* PASSAGE PROVIDED *
* BEGIN *

A second type of the expression image synthesizing method may separately analyze an expression feature of an expression image, acquire a new expression feature based on the expression feature obtained through a correction analysis, and acquire a new expression image by fusing the new expression feature and an original expression image. The new expression image acquired based on the second type of the method may be similar to a real expression image.
An expression feature α of a human facial expression image may be analyzed, a new expression feature may be acquired by setting a control constant k and calculating an expression feature kα, and a new human facial expression image may be created by adjusting the human facial expression image.
In response to the control constant k being greater than 1, the expression feature kα may be associated with a stronger expression than the expression feature α. For example, a laughing expression is stronger than a smiling expression.

* END *

* EXTRACTED RECORDS *
* BEGIN *

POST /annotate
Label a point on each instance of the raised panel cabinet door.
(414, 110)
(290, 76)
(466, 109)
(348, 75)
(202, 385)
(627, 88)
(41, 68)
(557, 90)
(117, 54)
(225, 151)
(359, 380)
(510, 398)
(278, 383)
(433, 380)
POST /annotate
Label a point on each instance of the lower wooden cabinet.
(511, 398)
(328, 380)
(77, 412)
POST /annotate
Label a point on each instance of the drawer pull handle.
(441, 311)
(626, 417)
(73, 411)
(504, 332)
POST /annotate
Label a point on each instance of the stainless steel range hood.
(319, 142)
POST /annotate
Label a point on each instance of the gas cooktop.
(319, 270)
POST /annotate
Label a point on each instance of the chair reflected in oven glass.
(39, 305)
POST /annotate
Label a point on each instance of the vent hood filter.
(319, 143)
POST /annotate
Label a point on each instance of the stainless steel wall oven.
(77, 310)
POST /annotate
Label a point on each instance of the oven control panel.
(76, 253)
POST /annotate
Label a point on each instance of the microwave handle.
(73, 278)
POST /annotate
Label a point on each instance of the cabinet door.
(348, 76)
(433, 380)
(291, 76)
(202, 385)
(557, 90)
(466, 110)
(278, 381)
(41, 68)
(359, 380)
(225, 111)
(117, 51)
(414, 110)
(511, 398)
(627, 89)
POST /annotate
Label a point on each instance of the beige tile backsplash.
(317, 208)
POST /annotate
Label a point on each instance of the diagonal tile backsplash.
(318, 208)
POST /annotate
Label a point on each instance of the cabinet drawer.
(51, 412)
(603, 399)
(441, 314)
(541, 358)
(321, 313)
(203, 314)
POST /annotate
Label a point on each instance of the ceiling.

* END *

* PROBLEMS *
**a)** List the actions the passage on expression image synthesis gives for the second type of method.
**b)** According to the passage on expression image synthesis, what is the expression feature kα associated with when the control constant k is greater than 1?
**c)** Extend the passage on expression image synthesis, starting after its last sentence.
The records come from a separate source.

* ANSWERS GIVEN *
**a)**
- Separately analyze an expression feature of an expression image.
- Acquire a new expression feature based on the expression feature obtained through a correction analysis.
- Acquire a new expression image by fusing the new expression feature and an original expression image.

**b)** A stronger expression than the expression feature α.

**c)**
In response to the control constant k being greater than 0 and less than 1, the expression feature kα may be associated with a weaker expression than the expression feature α. In response to k corresponding to 0.5, an example of the new human facial expression image created based on the second type of the expression image synthesizing method is as illustrated in
Referring to
In operation 101, an image processing apparatus acquires an expression feature of each of at least two reference facial expression images. A reference facial expression image may be understood as a standard facial expression image such as a smile, frown, grimace, or other standard facial expression contained within an image. The expression features of the at least two reference facial expression images may be, according to embodiment, associated with a substantially identical type. In response to at least two reference facial expression images being associated with at least two types of expression features being used, unique facial expression images may be synthesized.
In operation 102, the image processing apparatus acquires a new expression feature based on an interpolation value of the expression feature of each of the at least two reference facial expression images.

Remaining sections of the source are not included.